#### [TASK ITEM]
All lines of the entries with "target" in them must be listed.

#### [MATERIALS PROVIDED]
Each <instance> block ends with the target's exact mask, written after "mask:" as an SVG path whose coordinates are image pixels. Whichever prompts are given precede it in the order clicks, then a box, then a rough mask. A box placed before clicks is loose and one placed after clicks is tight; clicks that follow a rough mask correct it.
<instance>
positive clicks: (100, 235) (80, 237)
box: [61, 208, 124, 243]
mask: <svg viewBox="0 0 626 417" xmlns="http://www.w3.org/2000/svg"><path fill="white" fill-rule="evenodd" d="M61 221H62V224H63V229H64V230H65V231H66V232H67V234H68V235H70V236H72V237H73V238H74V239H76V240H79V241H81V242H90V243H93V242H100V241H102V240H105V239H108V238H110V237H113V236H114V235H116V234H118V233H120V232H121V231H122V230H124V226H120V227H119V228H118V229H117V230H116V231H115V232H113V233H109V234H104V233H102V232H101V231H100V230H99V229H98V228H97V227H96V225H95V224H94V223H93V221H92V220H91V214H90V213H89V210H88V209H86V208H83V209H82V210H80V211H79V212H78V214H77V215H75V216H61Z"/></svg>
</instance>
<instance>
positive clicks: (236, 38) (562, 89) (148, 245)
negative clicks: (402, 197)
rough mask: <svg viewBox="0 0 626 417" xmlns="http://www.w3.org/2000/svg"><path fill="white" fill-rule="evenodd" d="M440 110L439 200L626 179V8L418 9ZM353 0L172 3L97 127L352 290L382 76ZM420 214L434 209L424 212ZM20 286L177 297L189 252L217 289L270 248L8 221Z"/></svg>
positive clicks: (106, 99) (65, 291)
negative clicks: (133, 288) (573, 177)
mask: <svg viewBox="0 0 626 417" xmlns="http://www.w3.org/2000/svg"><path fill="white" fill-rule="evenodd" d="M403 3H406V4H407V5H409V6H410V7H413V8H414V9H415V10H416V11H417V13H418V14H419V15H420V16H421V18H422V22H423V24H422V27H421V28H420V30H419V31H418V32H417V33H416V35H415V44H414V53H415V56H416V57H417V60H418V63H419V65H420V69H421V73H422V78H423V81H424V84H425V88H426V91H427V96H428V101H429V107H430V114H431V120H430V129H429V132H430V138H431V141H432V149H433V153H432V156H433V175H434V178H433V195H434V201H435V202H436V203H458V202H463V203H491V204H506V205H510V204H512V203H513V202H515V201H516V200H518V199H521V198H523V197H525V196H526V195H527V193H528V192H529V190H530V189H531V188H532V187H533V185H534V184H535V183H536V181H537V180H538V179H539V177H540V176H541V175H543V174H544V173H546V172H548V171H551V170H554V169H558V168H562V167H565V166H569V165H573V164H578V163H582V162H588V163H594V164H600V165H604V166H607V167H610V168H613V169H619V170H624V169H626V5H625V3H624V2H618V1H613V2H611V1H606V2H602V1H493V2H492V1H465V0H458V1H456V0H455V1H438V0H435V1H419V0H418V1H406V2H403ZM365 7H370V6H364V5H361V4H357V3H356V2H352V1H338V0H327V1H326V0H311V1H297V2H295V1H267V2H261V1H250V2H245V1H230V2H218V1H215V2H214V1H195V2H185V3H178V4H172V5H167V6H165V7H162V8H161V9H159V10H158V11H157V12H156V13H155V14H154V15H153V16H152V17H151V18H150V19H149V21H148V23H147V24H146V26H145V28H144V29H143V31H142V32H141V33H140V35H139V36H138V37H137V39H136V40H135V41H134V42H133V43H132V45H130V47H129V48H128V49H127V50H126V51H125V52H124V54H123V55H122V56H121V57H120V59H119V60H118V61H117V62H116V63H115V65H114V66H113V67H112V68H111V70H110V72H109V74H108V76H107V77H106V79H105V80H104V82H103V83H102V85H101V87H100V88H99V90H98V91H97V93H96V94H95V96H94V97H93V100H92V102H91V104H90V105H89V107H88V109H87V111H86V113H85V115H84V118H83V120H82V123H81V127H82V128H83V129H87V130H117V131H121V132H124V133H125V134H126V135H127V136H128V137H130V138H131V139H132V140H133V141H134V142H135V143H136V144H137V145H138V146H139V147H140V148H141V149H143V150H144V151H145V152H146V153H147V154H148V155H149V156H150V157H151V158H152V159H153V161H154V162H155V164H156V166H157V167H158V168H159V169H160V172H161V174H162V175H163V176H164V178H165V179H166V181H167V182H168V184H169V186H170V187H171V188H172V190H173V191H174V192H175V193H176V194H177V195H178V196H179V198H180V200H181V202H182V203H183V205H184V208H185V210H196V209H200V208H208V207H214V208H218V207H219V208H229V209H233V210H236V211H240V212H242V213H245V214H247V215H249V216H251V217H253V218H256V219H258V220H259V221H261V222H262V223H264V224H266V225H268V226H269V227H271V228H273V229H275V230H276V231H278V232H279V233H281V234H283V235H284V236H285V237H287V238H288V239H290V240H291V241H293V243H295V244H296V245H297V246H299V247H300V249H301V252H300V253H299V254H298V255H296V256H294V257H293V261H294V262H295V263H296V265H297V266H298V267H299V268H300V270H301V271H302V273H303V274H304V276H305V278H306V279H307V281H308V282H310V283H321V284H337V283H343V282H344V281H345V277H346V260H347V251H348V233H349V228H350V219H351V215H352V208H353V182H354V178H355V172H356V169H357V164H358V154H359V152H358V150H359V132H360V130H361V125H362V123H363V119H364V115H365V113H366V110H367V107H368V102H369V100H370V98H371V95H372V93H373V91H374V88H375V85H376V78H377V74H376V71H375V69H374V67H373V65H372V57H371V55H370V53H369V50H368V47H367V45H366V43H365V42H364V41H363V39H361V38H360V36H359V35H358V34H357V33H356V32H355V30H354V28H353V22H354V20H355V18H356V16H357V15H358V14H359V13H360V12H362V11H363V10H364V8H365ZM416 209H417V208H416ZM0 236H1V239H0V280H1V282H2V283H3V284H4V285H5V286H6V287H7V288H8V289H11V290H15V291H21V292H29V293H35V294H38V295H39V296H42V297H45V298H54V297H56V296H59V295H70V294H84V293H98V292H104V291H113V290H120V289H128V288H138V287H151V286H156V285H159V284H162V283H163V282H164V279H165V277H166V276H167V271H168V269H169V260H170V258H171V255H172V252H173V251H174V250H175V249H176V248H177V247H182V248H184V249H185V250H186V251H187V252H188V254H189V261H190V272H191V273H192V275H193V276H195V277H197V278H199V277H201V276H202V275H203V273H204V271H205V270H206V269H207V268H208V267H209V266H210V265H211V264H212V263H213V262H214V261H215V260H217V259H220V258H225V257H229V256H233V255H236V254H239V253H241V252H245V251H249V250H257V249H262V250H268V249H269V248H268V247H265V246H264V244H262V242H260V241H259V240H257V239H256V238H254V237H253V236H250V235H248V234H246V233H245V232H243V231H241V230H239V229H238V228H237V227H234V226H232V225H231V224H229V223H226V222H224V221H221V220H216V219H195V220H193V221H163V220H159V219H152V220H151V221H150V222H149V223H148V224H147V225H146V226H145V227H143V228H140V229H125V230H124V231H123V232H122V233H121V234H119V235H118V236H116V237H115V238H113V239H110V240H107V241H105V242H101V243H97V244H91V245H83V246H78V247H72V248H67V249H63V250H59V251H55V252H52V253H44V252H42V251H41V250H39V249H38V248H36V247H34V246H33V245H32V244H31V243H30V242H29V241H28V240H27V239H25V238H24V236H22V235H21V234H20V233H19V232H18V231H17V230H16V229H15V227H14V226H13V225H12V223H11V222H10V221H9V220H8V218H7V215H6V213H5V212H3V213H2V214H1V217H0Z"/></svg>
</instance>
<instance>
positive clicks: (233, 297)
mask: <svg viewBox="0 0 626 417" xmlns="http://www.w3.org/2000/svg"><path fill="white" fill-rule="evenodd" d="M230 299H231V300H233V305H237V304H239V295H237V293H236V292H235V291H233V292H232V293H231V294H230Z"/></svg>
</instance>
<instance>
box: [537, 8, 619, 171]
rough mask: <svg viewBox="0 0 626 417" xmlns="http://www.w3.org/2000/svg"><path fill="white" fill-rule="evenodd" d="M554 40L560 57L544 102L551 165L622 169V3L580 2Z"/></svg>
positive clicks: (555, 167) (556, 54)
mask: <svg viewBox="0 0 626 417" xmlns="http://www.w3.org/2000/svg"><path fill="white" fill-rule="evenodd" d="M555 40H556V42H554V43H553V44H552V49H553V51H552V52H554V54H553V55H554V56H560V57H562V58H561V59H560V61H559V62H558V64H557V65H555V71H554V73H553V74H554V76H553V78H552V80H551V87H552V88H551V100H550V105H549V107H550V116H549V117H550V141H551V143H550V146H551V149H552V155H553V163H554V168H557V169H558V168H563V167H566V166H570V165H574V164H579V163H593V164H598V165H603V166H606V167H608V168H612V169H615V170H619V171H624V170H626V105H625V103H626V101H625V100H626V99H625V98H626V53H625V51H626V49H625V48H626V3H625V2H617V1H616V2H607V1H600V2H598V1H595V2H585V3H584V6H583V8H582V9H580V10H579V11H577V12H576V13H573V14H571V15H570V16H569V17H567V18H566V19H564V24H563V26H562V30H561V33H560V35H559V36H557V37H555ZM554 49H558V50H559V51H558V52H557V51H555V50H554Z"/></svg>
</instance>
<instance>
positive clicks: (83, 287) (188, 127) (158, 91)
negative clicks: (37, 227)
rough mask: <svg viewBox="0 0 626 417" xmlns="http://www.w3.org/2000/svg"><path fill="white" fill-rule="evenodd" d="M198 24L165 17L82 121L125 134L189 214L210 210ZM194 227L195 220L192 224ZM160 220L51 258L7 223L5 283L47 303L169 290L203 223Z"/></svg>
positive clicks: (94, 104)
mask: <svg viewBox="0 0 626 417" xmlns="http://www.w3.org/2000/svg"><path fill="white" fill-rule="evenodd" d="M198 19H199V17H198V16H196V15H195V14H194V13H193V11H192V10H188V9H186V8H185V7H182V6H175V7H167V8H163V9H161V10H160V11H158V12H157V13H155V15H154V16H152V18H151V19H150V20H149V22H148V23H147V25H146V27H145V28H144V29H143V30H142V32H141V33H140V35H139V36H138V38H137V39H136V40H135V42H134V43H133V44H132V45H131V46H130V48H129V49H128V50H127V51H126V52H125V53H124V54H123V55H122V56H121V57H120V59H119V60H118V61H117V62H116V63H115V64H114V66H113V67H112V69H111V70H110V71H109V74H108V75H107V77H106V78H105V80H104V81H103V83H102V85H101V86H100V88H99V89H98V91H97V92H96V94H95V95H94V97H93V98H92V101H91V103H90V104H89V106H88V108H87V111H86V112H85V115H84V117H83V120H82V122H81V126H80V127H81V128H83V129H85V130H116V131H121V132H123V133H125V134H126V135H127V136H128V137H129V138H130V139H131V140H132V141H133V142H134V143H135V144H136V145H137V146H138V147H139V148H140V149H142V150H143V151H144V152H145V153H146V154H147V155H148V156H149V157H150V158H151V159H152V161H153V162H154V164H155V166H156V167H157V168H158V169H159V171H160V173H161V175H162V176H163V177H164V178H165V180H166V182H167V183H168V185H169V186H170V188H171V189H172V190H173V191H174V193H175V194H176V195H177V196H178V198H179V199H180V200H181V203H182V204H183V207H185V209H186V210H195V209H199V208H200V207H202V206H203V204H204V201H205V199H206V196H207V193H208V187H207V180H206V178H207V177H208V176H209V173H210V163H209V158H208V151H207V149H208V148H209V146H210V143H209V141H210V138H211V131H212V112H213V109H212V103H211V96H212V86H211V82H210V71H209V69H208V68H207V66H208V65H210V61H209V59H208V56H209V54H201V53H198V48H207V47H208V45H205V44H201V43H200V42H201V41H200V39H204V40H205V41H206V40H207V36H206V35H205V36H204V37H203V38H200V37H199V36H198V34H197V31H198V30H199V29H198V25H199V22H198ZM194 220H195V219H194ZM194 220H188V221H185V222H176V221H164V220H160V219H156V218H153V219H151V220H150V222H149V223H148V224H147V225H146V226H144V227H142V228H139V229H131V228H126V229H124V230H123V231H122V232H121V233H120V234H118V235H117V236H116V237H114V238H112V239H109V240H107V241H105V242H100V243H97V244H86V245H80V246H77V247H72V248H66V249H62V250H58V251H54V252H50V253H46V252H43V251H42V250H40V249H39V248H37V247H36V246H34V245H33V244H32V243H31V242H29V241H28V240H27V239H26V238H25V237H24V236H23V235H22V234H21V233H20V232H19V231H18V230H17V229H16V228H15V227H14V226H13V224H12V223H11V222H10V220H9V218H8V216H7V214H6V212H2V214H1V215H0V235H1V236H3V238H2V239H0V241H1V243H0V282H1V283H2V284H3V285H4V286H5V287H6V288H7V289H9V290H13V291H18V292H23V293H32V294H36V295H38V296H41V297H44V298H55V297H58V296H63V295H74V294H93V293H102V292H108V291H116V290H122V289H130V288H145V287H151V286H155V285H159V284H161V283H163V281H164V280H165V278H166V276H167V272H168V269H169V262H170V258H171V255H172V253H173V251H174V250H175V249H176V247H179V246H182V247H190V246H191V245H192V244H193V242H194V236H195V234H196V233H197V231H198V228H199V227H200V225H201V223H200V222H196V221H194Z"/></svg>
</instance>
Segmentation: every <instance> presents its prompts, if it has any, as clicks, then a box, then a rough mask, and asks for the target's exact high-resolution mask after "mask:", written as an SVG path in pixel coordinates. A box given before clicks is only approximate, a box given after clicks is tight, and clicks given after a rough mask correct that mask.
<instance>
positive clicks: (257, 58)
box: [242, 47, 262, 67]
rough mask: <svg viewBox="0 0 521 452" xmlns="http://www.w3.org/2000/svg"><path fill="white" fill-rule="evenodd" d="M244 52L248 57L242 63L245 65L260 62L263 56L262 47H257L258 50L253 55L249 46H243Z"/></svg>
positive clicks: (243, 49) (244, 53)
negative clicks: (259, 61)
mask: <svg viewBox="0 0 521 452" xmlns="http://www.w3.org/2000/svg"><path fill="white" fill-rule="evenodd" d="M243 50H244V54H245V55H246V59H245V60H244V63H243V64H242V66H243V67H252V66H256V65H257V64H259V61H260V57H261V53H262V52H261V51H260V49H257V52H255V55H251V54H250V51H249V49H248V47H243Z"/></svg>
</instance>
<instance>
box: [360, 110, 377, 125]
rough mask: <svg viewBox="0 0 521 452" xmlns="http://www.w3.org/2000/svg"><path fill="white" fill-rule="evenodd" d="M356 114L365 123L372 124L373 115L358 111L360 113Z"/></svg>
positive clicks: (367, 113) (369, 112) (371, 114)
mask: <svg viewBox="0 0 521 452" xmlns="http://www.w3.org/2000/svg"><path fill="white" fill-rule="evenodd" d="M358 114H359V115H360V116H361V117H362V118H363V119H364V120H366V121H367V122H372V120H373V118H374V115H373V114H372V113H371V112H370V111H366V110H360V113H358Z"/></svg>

#### [ANSWER]
Each <instance> block ends with the target's exact mask, written after "mask:" as an SVG path whose coordinates are image pixels. Whichever prompts are given precede it in the order clicks, then a box, then a rough mask. A box placed before clicks is loose and one placed after clicks is tight; clicks that follow a rough mask correct it.
Segmentation: every <instance> presents its prompts, if it has any, as clicks, then a box, then a rough mask, and asks for the target's exact high-resolution mask after "mask:", written as an SVG path in pixel coordinates. A box given before clicks is only approximate, a box given after clicks is tight, and clicks given after a rough mask correct that mask.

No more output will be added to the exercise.